> TASKS
a. In the article on employers and the coronavirus, which firm is Ryley Mennie a principal with?
b. Quote the article on employers and the coronavirus from "Law firms can" up to and including "meetings with clients.".
c. Write what comes next in the article on employers and the coronavirus, picking up after its last sentence.

> PAGE EXCERPT
= = = = = = =

Ryley Mennie, a principal with Miller Titerle + Company in Vancouver, says that an employee can refuse to work with someone known to have been exposed who didn’t pass quarantine. But the novel coronavirus’s Chinese origin is already inspiring eruptions of race-based shunning, so he said employers have to be on their guard.


“There is a racial bias attached to this virus that is not valid,” he said. “Employers have to be very careful to avoid taking steps based on the racial background or country of origin of an employee.”


Another thing employers have to be wary of is constructive dismissal. Compelling employees to self-isolate without pay could lead to lawsuits down the road — unless the potential risk is high enough to convince the employer that the alternative might be much worse. Again, it’s important for employers to consider the context — pandemic or not, public health emergency or not.


“Say an employee comes back from a country considered to be a high-risk place, like Iran, and is showing signs of illness. That might be the case where the employer takes the chance (of constructive dismissal),” said Hiscocks.


“It depends on how careful a workplace has been in putting together a pandemic plan,” said Tanzola. “Lawsuits are possible down the road if an employer’s actions amount to constructive dismissal.”


Law firms can expect to confront conditions not all employers will face, because most depend on engaging directly with the public.


As this crisis progresses, more and more firms may start taking steps to reduce person-to-person contact: cancelling meetings, restricting public access to offices and using remote-work technology to cover not only conferences but meetings with clients.


“The problem law firms face is that they’re client-focused businesses,” said Tanzola. “They’re engaged in regular contact with people, in their offices and in court. So they have to think hard about how to maintain their levels of service while protecting their people.”


Most people won’t notice an appreciable difference in how law firms serve their clients until virus containment measures start locking down aspects of courtroom operations themselves. Court systems will try to avoid delaying trials as long as possible, to avoid inflating the current backlog. But many courthouse functions can be handled through teleconferencing.


“It’s certainly not ideal,” said Tanzola. “When you’re examining witnesses, for example, it’s much better to be face-to-face. But I can certainly see the courts trying to minimize that possible exposure.”

= = = = = = =

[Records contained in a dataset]

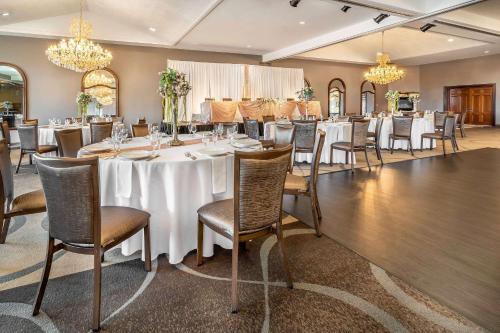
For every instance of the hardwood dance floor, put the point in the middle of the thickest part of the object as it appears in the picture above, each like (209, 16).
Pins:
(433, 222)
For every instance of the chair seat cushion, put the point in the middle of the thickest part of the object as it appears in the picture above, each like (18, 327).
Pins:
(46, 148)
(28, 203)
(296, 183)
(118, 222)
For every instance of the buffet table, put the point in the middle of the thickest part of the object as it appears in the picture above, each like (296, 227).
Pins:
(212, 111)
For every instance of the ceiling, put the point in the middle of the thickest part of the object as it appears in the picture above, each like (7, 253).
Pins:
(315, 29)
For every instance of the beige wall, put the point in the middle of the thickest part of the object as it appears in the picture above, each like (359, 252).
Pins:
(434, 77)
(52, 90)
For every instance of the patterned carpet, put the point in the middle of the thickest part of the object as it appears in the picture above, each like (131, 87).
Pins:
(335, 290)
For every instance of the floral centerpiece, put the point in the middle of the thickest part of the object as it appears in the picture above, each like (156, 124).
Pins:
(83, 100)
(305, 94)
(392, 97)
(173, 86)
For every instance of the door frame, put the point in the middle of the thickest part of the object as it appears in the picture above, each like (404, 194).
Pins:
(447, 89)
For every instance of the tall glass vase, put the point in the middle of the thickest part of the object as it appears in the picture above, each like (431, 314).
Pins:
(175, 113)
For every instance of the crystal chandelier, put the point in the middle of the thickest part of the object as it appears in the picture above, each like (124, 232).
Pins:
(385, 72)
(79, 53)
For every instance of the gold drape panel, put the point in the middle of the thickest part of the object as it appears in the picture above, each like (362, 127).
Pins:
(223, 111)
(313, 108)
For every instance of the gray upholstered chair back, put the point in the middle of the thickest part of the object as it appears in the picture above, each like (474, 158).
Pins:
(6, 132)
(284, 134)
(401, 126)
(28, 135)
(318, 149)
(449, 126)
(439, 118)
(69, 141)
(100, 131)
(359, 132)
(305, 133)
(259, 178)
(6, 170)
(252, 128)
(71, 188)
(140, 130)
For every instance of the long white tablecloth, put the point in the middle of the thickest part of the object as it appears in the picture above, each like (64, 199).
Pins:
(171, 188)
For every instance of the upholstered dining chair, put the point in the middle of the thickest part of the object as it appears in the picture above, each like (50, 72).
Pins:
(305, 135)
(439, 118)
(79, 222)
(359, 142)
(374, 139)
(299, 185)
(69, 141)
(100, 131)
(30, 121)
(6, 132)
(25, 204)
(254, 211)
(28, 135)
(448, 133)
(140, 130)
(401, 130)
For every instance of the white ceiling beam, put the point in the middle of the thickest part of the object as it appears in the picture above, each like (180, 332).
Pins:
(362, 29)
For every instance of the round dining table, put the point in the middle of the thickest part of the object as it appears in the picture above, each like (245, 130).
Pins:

= = = = = = =

> RESULTS OF THE EXERCISE
a. Miller Titerle + Company in Vancouver.

b.
Law firms can expect to confront conditions not all employers will face, because most depend on engaging directly with the public.


As this crisis progresses, more and more firms may start taking steps to reduce person-to-person contact: cancelling meetings, restricting public access to offices and using remote-work technology to cover not only conferences but meetings with clients.

c.
All law firms require staff to travel from time to time; some Canadian law firms conduct a lot of their business abroad and maintain offices in foreign countries. Those firms face a double challenge: keeping up with clients’ needs while keeping staff members safe, in Canada and elsewhere.


What responsibilities does a law firm bear toward staff members working in, or travelling through, foreign countries where COVID-19 is an acute threat? Hiscocks said those responsibilities could be quite broad and could include a duty to evacuate individuals stuck in an outbreak zone.


“I had a case of an employee who was travelling for work, ended up getting a communicable disease abroad, was hospitalized and nearly died,” he said. “My advice was that (the employer) had an obligation to look after the employee and bring them home.


“In the current environment, Canadian employers with employees travelling abroad to high-risk COVID-19 countries should be taking these matters seriously, including assessing whether to return the employees to Canada …”


But local authorities are responsible for slowing the virus’s spread, which means they may end up deciding whether foreign nationals working in or travelling through a hot zone are permitted to leave.


“If you have an office in China, for example, the law in that location applies,” said Tanzola. “You have to look at what local authorities are saying. Is there a requirement to evacuate? There might be a local lockdown, in which case your employees would be compelled to comply.


“What to do in these cases, above and beyond local requirements, is less of a legal question and more of a business question.”